Point-per-instance localization data
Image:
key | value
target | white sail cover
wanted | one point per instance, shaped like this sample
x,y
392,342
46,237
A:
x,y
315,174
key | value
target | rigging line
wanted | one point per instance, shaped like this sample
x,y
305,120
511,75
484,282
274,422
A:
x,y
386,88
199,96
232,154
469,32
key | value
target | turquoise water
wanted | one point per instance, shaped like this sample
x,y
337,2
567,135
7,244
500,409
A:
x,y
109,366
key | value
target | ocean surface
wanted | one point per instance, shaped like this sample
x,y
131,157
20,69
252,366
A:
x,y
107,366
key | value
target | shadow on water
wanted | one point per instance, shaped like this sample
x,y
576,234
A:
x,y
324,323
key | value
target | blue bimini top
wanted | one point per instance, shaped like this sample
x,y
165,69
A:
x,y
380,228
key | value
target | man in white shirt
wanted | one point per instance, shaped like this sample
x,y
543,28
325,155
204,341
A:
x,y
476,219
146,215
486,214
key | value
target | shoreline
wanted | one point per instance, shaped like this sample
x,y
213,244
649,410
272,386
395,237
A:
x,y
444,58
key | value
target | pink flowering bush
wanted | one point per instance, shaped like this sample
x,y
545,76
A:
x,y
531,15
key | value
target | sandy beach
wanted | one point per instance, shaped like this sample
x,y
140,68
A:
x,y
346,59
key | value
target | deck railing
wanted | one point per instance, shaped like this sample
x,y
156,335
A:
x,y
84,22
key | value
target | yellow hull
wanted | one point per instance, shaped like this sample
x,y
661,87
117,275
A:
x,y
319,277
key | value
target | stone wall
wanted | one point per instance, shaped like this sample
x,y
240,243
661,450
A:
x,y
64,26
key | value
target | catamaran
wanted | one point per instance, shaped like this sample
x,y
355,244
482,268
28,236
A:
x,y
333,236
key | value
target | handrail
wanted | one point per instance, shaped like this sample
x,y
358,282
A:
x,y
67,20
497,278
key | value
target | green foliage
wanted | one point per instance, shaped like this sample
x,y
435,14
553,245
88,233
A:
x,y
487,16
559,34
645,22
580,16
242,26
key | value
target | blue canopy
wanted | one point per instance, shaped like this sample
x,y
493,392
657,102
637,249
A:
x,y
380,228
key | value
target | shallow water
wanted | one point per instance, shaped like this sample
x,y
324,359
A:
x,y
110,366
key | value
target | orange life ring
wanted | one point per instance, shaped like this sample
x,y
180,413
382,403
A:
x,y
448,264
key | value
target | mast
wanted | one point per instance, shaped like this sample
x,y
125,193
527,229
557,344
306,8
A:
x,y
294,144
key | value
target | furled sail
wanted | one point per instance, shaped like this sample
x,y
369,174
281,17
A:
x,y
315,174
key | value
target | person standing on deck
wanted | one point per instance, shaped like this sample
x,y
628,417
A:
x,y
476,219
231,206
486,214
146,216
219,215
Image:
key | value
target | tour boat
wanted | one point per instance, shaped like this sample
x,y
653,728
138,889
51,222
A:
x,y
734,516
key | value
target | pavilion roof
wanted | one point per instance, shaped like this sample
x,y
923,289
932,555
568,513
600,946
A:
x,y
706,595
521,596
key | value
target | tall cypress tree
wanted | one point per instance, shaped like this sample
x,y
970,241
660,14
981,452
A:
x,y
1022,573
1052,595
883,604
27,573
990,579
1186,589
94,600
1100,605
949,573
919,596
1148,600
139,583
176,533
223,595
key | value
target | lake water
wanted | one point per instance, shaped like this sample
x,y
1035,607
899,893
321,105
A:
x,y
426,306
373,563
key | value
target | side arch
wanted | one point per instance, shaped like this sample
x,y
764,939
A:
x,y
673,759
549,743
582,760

_TASK REQUIREMENTS_.
Exactly as they stand, set down the lines from the top of the data through the line with "target | deck railing".

_RESPONSE TO THE TASK_.
Image:
key | value
target | white sail cover
wanted | one point per instance, shaped like this sample
x,y
392,342
46,237
A:
x,y
315,174
key | value
target | rigging line
wanted | one point per instance, shaped like this sample
x,y
305,120
511,75
484,282
274,422
A:
x,y
386,88
199,96
232,154
469,32
key | value
target | turquoise water
wanted | one point per instance, shaped like this sample
x,y
337,2
567,135
7,244
500,409
A:
x,y
109,366
key | value
target | ocean surface
wanted | one point per instance, shaped like this sample
x,y
131,157
20,69
252,366
A:
x,y
107,366
key | value
target | shadow on water
wanted | one point per instance, shaped like this sample
x,y
576,234
A:
x,y
324,323
key | value
target | blue bimini top
wanted | one point per instance, shaped like this sample
x,y
165,69
A:
x,y
380,228
key | value
target | man in white shirt
wanted | one point per instance, shaped like this sample
x,y
543,28
325,155
204,341
A:
x,y
476,219
146,215
486,214
key | value
target | shoreline
wanted | one point per instance, shaped like this sample
x,y
213,244
649,410
272,386
395,237
A:
x,y
444,58
key | value
target | pink flowering bush
wanted | one point per instance, shaped like this sample
x,y
545,76
A:
x,y
531,15
key | value
target | sandy beach
wanted | one point per instance, shaped like this sample
x,y
140,68
A:
x,y
346,59
key | value
target | deck railing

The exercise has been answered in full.